TASK:
Please resume the article below about the band Sons of Southern Ulster, writing on from its final sentence.

QUOTED PASSAGE:
——————————

SONS Of Southern Ulster are about to release their second album. Tracks from it and their debut (2016’s ‘Foundry Folk Songs’) have got a lot of airplay on alternative radio, Tom Robinson (BBC), Paul McLoone (Today FM) and Dan Hegarty (2FM) are big fans. The Irish Times named ‘The Pop Inn’ their song of the week.

Limerick Post chatted this week with David Meagher, guitarist with the post punk/indie folk band.

Music is a passion for David and his critically acclaimed band. He is on the phone from the University Hospital Limerick where he works as a psychiatrist.
In the post Covid-19 world, he has to wear PPE gear when dealing with his patients, de-gowning completely after every session and everything takes twice as long to do these days.
“I’m not in the Covid-19 unit itself which has gotten smaller. They seem to be doing quite well with it.”

SOSU’s music melds the poetry and tirades of vocalist Justin Kelly with the indie punk sonics of David Meagher (Guitars), Paddy Glackin (Bass) and Noel Larkin (Drums).
The sound might take some cues from the likes of The Fall, The Clash, A House or The Hold Steady.

The old friends formed a band as kids in their hometown, Bailieborough in County Cavan in the early eighties until real life and jobs split the band to far flung corners.
Five years ago, now in their fifties, the songwriting partnership was rekindled and The Sons of Southern Ulster formed bringing together players from the US, Australia and Ogonnolloe!
“They are amongst your best mates ever. You really trust them,” adds David.

The newly reformed band took the name Sons of Southern Ulster based on their Cavan roots. The plan is to make three albums, not to follow trends, not to compete with this generation’s music but write about their own generation.
“We wanted to make a document of the times in Ireland we grew up in.”
Sons of Southern Ulster is a band name that may conjure up a false image of the band. They are more Undertones than Wolfe Tones and have made two compelling albums of indie, punk poetry in the mould of A House, The Fall or John Cooper Clarke.

Their debut ‘Foundry Folk Songs’ was released in 2016 which was received with positivity, especially for anyone who grew up in rural Ireland in the early eighties proving that it is never too late to make a great album.

If the first album is nostalgic for the past, the new album (‘Sinners and Lost Souls’) is a bit older and more embattled.
“The songs delve deeper into the world that was captured on our debut.”

——————————

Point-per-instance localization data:
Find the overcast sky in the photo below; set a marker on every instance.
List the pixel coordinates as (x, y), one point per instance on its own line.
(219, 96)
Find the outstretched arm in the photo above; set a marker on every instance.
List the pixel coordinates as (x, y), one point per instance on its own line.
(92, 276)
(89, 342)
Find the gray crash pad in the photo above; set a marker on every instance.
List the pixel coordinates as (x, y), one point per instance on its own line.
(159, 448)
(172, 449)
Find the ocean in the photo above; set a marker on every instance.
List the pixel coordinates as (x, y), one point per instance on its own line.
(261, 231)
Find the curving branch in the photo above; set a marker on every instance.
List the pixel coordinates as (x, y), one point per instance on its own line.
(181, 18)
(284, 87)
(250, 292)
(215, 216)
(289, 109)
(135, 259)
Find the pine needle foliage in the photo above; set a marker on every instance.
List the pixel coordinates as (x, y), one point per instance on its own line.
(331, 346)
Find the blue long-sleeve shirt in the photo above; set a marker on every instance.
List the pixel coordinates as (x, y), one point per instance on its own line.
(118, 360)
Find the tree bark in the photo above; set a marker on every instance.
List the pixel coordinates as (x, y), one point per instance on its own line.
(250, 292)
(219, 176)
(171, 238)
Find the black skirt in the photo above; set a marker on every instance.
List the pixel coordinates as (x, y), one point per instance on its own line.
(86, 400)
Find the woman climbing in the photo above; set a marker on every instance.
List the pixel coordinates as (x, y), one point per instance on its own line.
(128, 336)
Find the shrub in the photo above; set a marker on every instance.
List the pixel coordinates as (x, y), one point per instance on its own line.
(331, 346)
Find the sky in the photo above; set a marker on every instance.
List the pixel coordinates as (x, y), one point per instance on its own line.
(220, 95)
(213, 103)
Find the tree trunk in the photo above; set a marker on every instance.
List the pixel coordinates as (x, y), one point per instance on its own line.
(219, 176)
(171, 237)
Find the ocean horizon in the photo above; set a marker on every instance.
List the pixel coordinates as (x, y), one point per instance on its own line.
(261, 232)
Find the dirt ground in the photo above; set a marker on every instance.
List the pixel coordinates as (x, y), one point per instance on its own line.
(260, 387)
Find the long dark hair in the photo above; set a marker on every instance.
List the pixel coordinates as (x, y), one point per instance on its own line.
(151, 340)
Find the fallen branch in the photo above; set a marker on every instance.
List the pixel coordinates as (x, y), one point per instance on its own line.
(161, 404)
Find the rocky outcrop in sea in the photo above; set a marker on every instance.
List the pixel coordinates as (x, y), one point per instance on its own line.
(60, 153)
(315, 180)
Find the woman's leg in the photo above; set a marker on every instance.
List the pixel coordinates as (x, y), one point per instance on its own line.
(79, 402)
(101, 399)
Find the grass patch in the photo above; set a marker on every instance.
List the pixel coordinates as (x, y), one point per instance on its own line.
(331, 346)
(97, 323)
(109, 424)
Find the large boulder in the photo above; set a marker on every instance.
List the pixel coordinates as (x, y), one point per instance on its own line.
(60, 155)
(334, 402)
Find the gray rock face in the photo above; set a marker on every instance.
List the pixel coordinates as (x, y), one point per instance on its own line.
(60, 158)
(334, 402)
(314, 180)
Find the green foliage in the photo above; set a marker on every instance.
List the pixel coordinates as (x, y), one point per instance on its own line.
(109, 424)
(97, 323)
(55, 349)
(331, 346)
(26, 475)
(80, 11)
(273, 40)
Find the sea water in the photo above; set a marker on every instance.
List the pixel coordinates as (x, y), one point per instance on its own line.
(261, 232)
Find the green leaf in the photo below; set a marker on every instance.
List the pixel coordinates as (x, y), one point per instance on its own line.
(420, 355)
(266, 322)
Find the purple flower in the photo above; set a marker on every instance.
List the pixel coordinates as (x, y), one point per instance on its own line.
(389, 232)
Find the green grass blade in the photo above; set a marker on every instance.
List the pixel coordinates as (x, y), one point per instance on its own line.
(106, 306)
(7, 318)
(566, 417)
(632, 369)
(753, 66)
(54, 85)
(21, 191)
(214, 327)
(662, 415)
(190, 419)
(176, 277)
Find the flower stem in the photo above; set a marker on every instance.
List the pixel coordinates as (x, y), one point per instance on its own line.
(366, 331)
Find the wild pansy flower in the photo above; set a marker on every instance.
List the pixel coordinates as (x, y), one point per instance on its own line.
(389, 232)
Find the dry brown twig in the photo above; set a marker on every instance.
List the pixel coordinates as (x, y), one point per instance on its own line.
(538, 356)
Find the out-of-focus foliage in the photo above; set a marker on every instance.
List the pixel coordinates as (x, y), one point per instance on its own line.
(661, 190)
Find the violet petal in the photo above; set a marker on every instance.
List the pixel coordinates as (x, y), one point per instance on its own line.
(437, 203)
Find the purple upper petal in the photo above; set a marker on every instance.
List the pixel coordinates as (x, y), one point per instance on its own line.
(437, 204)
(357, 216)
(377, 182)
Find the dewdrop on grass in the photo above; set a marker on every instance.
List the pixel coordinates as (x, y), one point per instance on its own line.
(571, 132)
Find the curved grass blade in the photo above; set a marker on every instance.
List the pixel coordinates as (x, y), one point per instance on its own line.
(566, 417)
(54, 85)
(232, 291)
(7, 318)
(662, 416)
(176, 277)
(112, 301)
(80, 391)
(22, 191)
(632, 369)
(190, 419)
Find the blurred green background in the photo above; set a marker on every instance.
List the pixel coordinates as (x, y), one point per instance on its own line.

——————————

REPLY:
On ‘Sinners and Lost Souls’, vocalist Justin Kelly focuses on the institutions, religious and public, that shaped the nation. The spoken word energy and gritty guitars are at their most potent on tracks ‘Fear My Scorn’ and ‘The Fall’.

Justin is based in the US for the last 30 years currently living in Boston. His father is Captain James Kelly of Arms Trial fame (ask your grandparents!).
His sharp political lyrics are based on his experience of growing up in Cavan, David explains.
“He has a remarkable memory for things. He remembers back then almost as if it was yesterday. That’s where his images of Ireland stopped really.”

Their new album was produced by Limerick composer/songwriter Darragh Dukes (Headgear) at his studios in Castleconnell. It is crying out to be heard played loud and live in an intimate venue such as Dolan’s or The Washerwoman in Killaloe where the band played on their last tour.
Separated on three continents, David is not confident that Sons Of Southern Ulster will get together to play gigs in the next 12 months.
“I think we are in trouble with Covid-19. I think we are going to get a second wave. It is kind of inevitable.”

The band will perform alternative versions of the tracks online in the coming weeks.

Ironically, for a band that is determined to reflect on their own generation and not follow trends, Sons Of Southern Ulster would not be out of place among today’s indie hot tickets Fontains DC or Idles who take plenty inspiration from Mark E Smith and post punk.
“It’s brilliant that that kind of indie/punk is fashionable again. Nothing like going to a gig where you have got jerky noisy guitar going on and the lyrics and the vocals are in your face.”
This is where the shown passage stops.